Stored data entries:
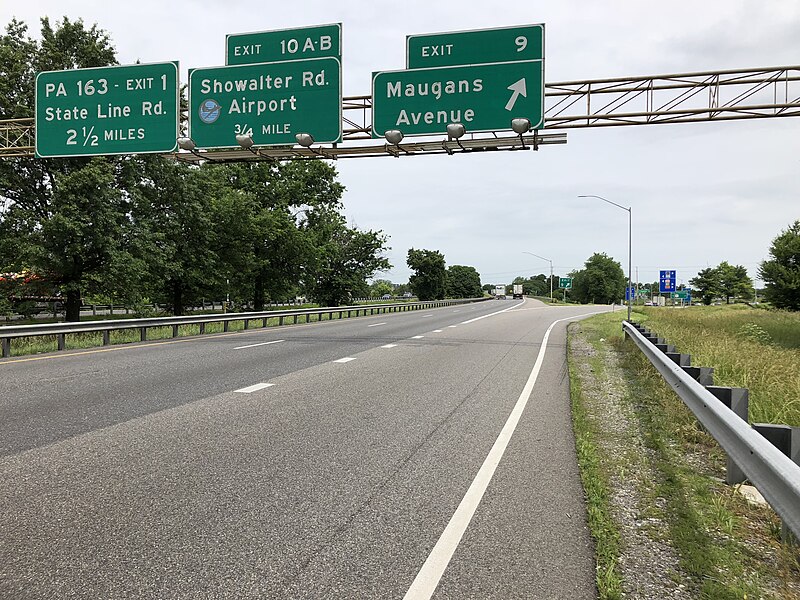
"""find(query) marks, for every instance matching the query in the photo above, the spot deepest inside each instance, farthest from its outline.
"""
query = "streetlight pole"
(551, 271)
(630, 233)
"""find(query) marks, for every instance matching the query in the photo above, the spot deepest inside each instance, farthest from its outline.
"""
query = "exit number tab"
(319, 41)
(479, 46)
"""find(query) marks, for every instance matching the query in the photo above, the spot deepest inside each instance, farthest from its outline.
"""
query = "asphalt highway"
(420, 454)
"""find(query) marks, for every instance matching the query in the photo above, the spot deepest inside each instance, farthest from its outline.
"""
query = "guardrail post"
(682, 360)
(703, 375)
(738, 400)
(787, 440)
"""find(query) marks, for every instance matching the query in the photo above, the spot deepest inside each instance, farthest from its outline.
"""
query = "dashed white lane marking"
(261, 344)
(254, 388)
(427, 579)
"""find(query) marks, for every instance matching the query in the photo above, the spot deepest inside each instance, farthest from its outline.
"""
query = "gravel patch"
(648, 564)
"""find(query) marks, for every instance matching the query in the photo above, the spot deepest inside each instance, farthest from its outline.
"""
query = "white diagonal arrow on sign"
(519, 89)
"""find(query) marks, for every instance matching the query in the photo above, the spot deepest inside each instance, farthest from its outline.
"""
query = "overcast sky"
(700, 193)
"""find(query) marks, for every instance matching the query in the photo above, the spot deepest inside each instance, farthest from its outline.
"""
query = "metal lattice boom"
(678, 98)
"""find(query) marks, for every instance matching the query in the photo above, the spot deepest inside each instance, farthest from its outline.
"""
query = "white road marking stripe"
(427, 579)
(254, 388)
(495, 313)
(261, 344)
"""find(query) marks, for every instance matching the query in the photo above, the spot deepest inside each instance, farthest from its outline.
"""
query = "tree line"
(142, 229)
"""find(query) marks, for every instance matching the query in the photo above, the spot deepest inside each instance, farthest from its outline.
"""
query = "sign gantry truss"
(678, 98)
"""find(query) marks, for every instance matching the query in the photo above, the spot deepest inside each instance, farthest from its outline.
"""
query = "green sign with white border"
(316, 41)
(271, 102)
(481, 97)
(128, 109)
(478, 46)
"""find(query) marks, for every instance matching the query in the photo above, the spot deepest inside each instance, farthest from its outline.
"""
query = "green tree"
(708, 284)
(343, 259)
(65, 217)
(429, 280)
(734, 281)
(781, 274)
(285, 195)
(381, 287)
(601, 281)
(463, 282)
(173, 208)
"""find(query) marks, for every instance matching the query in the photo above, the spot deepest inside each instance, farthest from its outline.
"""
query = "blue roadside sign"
(666, 281)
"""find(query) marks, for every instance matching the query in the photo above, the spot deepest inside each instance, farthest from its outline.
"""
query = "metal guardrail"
(60, 330)
(773, 473)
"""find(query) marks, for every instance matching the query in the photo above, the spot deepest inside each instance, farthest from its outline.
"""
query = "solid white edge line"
(495, 313)
(426, 581)
(254, 388)
(259, 344)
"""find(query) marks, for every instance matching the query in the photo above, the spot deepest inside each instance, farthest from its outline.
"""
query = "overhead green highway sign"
(107, 110)
(318, 41)
(481, 97)
(523, 42)
(270, 102)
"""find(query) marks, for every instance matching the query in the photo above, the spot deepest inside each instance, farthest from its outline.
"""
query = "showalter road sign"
(271, 102)
(107, 110)
(481, 97)
(523, 42)
(318, 41)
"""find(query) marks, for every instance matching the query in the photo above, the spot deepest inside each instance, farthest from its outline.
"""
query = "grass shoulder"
(664, 523)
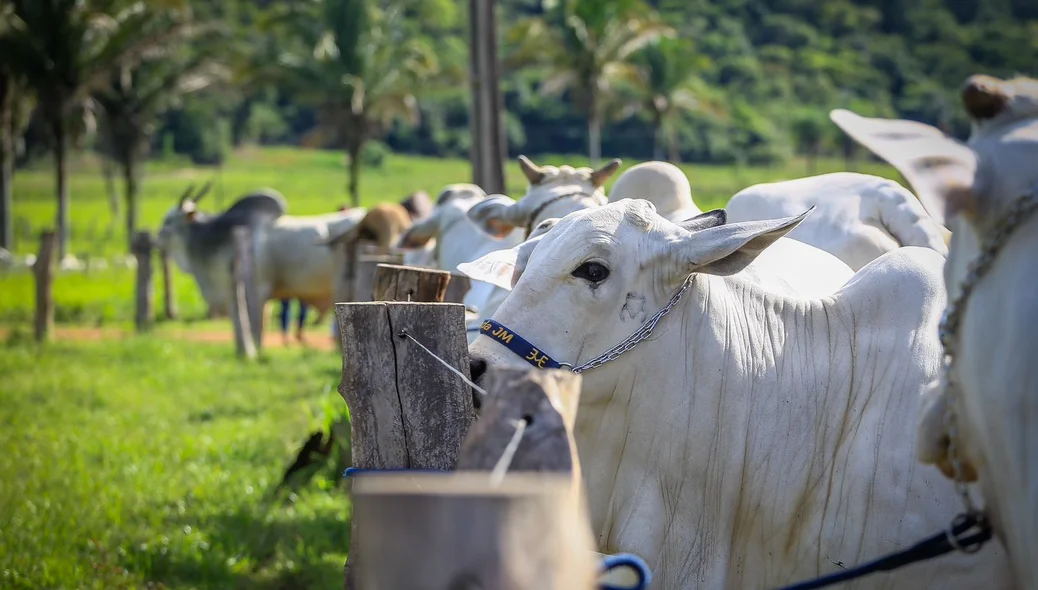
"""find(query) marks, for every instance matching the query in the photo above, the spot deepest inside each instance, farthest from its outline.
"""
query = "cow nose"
(476, 368)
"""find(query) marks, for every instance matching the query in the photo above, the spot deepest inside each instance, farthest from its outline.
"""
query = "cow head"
(552, 191)
(599, 274)
(968, 187)
(663, 184)
(172, 234)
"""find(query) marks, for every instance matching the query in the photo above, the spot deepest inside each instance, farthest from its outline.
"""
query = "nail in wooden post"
(169, 292)
(406, 409)
(141, 247)
(44, 271)
(459, 531)
(398, 283)
(244, 315)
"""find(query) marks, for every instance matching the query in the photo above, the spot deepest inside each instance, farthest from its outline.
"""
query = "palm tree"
(66, 48)
(16, 106)
(361, 69)
(586, 46)
(132, 102)
(666, 86)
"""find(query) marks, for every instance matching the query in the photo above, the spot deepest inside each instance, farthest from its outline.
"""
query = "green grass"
(148, 460)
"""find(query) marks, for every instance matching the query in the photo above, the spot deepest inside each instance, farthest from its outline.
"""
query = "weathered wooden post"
(140, 245)
(463, 531)
(44, 271)
(245, 311)
(364, 269)
(169, 292)
(406, 408)
(457, 289)
(397, 283)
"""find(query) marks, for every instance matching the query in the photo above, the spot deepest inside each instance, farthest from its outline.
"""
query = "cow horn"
(201, 192)
(533, 171)
(983, 97)
(186, 193)
(599, 177)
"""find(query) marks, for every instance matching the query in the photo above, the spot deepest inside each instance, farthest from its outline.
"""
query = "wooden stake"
(141, 248)
(397, 283)
(169, 291)
(406, 409)
(459, 531)
(44, 271)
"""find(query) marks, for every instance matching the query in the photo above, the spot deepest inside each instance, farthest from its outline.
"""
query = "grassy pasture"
(149, 461)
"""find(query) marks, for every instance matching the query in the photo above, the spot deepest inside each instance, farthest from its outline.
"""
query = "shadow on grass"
(258, 546)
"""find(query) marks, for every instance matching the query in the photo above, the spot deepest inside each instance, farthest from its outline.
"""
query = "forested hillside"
(739, 80)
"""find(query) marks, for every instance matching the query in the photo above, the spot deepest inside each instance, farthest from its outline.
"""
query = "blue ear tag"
(519, 345)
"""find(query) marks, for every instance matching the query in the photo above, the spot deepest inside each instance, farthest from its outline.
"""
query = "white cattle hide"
(970, 187)
(756, 438)
(458, 241)
(858, 216)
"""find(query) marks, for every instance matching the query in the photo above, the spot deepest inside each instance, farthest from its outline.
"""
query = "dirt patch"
(318, 342)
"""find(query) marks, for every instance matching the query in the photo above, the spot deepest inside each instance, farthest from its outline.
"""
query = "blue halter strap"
(519, 345)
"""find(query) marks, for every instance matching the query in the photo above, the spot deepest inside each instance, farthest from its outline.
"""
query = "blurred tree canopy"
(713, 81)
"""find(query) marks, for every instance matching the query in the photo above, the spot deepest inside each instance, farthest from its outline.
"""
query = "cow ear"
(497, 215)
(496, 268)
(705, 220)
(939, 168)
(418, 235)
(727, 249)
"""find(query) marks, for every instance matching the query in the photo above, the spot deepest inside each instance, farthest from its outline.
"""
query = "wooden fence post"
(406, 409)
(461, 532)
(458, 288)
(44, 271)
(169, 292)
(245, 315)
(141, 247)
(397, 283)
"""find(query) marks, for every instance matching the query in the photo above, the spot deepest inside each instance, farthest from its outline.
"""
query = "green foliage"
(151, 461)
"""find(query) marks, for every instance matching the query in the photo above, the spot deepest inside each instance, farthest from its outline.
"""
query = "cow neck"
(528, 352)
(540, 209)
(951, 321)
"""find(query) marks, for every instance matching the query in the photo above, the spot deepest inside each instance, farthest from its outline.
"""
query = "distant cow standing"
(290, 260)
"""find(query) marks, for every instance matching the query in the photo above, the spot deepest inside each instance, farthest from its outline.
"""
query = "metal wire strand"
(445, 364)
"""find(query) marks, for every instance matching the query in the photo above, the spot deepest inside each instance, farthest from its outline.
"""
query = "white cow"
(756, 438)
(290, 258)
(553, 191)
(459, 240)
(858, 216)
(972, 187)
(662, 184)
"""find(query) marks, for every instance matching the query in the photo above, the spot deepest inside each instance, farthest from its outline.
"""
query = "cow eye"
(593, 271)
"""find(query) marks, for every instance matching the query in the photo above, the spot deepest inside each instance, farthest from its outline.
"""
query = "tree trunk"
(61, 164)
(6, 173)
(657, 136)
(108, 170)
(354, 171)
(131, 178)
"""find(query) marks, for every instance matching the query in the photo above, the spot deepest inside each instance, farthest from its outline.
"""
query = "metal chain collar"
(952, 320)
(643, 333)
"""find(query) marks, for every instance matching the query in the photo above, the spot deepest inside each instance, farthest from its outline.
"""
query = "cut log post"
(44, 271)
(397, 283)
(141, 247)
(169, 291)
(547, 401)
(245, 312)
(366, 267)
(406, 408)
(459, 531)
(457, 289)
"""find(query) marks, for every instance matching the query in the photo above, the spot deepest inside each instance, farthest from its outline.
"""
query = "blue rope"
(627, 560)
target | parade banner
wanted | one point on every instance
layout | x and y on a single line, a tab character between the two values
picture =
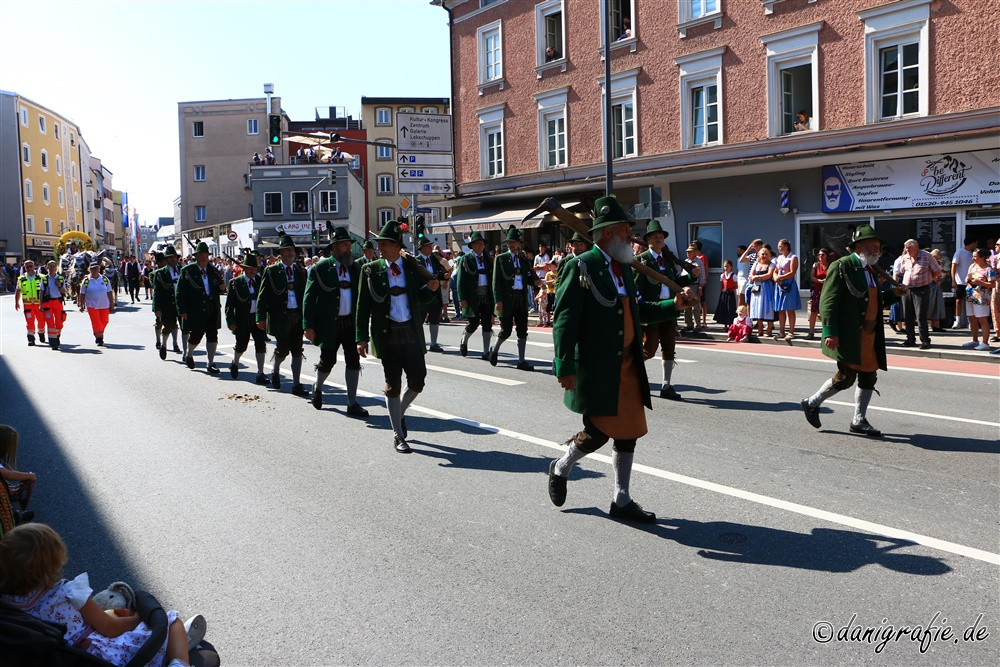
953	179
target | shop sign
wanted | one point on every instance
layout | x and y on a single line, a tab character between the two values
951	179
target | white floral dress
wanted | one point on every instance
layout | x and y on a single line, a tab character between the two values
62	603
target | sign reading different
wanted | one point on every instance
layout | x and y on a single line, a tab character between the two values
954	179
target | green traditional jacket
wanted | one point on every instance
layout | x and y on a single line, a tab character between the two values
649	289
321	306
468	282
374	301
588	330
203	310
842	306
164	299
239	301
273	297
504	274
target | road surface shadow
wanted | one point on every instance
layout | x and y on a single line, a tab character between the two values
821	550
499	461
60	498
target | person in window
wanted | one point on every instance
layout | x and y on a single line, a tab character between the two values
803	121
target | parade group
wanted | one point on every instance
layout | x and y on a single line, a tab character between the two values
613	310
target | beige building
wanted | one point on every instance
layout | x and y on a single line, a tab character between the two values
378	114
217	141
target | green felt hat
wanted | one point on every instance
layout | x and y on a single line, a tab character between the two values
864	233
653	227
393	231
607	212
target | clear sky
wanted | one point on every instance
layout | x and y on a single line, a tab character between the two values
118	69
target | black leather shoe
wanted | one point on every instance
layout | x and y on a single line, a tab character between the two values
557	486
670	393
632	512
355	410
812	414
864	428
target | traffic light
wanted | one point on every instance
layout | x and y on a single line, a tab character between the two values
274	129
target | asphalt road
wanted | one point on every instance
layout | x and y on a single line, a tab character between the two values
305	539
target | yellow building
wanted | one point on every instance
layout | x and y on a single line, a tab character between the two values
50	177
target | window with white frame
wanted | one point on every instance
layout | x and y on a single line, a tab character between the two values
550	30
491	156
272	203
489	38
623	113
897	60
552	150
328	201
793	78
701	98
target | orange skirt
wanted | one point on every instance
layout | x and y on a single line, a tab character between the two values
630	422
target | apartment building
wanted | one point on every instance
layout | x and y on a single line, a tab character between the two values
899	124
217	141
40	176
379	117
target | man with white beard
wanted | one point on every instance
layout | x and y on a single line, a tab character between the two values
598	355
850	307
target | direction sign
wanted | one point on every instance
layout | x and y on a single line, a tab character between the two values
426	160
423	132
425	187
427	174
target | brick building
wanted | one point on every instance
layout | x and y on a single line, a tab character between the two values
705	93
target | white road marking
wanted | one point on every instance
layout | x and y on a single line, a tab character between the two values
964	420
831	361
805	510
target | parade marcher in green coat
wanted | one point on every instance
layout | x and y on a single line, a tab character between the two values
329	319
598	355
474	295
512	273
241	315
850	307
433	265
391	302
279	308
198	305
662	334
165	301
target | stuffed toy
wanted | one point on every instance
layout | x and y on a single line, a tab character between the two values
118	595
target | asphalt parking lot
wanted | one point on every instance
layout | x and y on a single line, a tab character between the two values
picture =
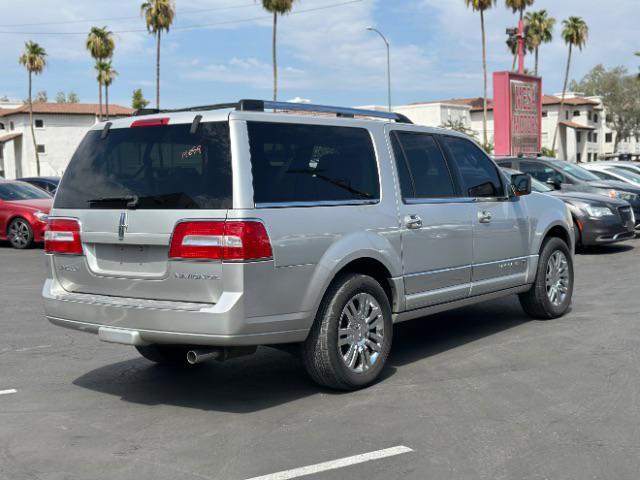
479	393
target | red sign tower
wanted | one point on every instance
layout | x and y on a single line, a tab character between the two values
517	109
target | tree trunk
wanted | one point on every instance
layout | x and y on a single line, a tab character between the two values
100	99
515	55
33	132
275	56
484	71
564	92
158	70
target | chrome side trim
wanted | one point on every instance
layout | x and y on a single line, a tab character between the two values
461	267
327	203
438	201
434	272
443	307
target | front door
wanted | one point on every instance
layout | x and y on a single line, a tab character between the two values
501	225
436	222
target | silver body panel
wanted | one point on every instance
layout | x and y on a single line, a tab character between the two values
127	286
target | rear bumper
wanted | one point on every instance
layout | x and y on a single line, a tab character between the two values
149	321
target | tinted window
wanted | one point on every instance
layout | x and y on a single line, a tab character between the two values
312	163
20	191
479	174
164	167
422	169
541	172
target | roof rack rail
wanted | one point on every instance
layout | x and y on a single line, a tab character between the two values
261	105
249	105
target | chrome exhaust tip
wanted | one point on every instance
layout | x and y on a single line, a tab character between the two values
202	355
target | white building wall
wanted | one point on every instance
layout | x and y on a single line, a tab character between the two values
60	135
436	114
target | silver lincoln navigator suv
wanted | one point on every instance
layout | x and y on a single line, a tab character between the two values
202	233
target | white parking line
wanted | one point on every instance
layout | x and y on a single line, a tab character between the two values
335	464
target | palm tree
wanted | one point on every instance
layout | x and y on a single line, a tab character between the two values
34	60
276	7
574	33
106	76
541	30
518	6
101	45
158	15
481	6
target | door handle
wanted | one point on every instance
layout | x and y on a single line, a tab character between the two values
413	222
484	217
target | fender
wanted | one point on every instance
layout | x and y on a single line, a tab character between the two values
343	252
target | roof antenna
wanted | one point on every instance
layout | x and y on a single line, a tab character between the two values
195	124
105	130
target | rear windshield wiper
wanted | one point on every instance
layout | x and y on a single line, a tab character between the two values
332	181
131	201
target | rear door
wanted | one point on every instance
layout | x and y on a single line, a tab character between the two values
501	225
436	222
129	188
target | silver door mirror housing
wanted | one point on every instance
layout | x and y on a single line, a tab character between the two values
520	184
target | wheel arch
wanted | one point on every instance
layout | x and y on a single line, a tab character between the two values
560	231
376	258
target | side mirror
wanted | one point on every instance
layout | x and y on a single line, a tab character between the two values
556	185
521	184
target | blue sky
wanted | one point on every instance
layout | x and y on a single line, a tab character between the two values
326	55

EXERCISE PROMPT:
Print the line that contains "target | blue sky", then every later line of the entries above up to and including the last, all exactly as written.

RESPONSE BELOW:
target | blue sky
wanted | one point on every instance
layout | x and y on a single line, a tab character between the two values
326	55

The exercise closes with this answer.